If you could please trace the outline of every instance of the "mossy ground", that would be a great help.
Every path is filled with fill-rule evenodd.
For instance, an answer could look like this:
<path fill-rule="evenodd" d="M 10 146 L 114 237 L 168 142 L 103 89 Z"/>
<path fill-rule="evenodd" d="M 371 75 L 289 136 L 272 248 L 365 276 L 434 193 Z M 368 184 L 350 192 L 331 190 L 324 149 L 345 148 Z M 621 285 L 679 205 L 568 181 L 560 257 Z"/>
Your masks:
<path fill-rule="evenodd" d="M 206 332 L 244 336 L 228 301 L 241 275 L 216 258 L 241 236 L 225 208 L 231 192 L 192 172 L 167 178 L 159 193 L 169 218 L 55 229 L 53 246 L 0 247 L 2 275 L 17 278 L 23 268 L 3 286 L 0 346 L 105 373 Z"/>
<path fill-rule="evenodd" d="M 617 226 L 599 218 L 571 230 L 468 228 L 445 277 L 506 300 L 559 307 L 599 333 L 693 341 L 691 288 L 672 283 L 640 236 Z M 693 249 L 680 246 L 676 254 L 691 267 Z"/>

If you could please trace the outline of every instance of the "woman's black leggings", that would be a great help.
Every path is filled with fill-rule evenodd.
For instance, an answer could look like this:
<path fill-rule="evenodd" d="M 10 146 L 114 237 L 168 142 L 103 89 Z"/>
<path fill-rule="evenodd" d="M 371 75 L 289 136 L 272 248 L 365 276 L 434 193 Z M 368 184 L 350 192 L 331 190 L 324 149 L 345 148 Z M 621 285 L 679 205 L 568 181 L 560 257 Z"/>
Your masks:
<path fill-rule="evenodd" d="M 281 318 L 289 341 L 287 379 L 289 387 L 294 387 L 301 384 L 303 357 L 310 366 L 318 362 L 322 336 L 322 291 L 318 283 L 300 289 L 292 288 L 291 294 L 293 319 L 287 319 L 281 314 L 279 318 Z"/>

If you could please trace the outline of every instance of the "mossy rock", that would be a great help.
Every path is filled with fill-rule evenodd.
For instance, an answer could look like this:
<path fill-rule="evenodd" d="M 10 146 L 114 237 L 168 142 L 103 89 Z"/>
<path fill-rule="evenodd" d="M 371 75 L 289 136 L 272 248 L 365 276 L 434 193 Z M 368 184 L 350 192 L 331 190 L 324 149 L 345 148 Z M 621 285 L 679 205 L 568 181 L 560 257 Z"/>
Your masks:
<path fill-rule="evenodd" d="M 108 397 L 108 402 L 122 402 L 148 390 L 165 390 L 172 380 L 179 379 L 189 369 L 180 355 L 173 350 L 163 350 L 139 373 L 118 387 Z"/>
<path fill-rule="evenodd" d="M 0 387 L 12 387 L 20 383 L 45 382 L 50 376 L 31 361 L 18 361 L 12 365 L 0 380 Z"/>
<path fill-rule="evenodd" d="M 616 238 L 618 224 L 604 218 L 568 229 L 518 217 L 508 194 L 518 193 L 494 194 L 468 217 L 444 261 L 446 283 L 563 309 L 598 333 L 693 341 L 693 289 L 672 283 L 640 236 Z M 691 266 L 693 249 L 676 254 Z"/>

= = = =

= Goal of the exercise =
Each line of the material above must be retyped precisely.

= Exercise answer =
If you could please trace the outline of every instance of the "mossy ground", that would be a great help.
Every path is filled with fill-rule evenodd.
For instance, an answer could look like this:
<path fill-rule="evenodd" d="M 10 146 L 114 237 L 168 142 L 103 89 Z"/>
<path fill-rule="evenodd" d="M 371 75 L 289 136 L 272 248 L 365 276 L 434 193 Z M 368 184 L 350 192 L 331 190 L 324 149 L 345 148 Z M 621 285 L 679 205 L 568 181 L 560 257 Z"/>
Your masks:
<path fill-rule="evenodd" d="M 206 332 L 244 336 L 228 301 L 241 275 L 216 258 L 241 236 L 225 208 L 231 192 L 192 172 L 167 178 L 159 193 L 169 218 L 55 229 L 53 246 L 0 247 L 2 275 L 17 278 L 23 268 L 3 286 L 0 346 L 105 373 Z"/>
<path fill-rule="evenodd" d="M 617 226 L 599 218 L 571 230 L 468 228 L 445 277 L 506 300 L 559 307 L 599 333 L 693 341 L 691 288 L 672 283 L 640 236 Z M 693 249 L 680 246 L 676 254 L 691 267 Z"/>

If you could please trace the outline of every instance of the "woman's black leggings", that would be a great help.
Every path is filled with fill-rule evenodd.
For instance, an answer could look like this:
<path fill-rule="evenodd" d="M 10 146 L 114 237 L 168 142 L 103 89 Z"/>
<path fill-rule="evenodd" d="M 371 75 L 289 136 L 272 248 L 365 276 L 434 193 Z M 368 184 L 350 192 L 331 190 L 324 149 L 345 148 Z M 621 285 L 679 205 L 568 181 L 560 257 Z"/>
Your masks:
<path fill-rule="evenodd" d="M 281 318 L 289 341 L 287 379 L 289 387 L 294 387 L 301 384 L 303 357 L 310 366 L 318 362 L 322 336 L 322 291 L 318 283 L 300 289 L 292 288 L 291 294 L 293 319 L 287 319 L 281 314 L 279 318 Z"/>

If you could please trace the outline of every instance of the "mossy rock", that would be a great help.
Every path is filled with fill-rule evenodd.
For instance, an answer could look like this:
<path fill-rule="evenodd" d="M 10 146 L 114 237 L 168 142 L 103 89 Z"/>
<path fill-rule="evenodd" d="M 371 75 L 289 136 L 272 248 L 365 276 L 434 193 Z M 368 184 L 350 192 L 331 190 L 324 149 L 345 148 Z M 621 285 L 679 205 L 568 181 L 560 257 Z"/>
Your masks:
<path fill-rule="evenodd" d="M 108 397 L 108 402 L 122 402 L 148 390 L 165 390 L 172 380 L 179 379 L 189 369 L 180 355 L 173 350 L 163 350 L 139 373 L 118 387 Z"/>
<path fill-rule="evenodd" d="M 0 387 L 12 387 L 20 383 L 45 382 L 50 376 L 31 361 L 18 361 L 12 365 L 0 380 Z"/>
<path fill-rule="evenodd" d="M 616 238 L 618 224 L 604 218 L 568 229 L 518 217 L 508 194 L 518 193 L 494 194 L 468 217 L 444 261 L 446 283 L 563 309 L 598 333 L 693 341 L 693 289 L 672 283 L 640 236 Z M 691 266 L 693 249 L 676 254 Z"/>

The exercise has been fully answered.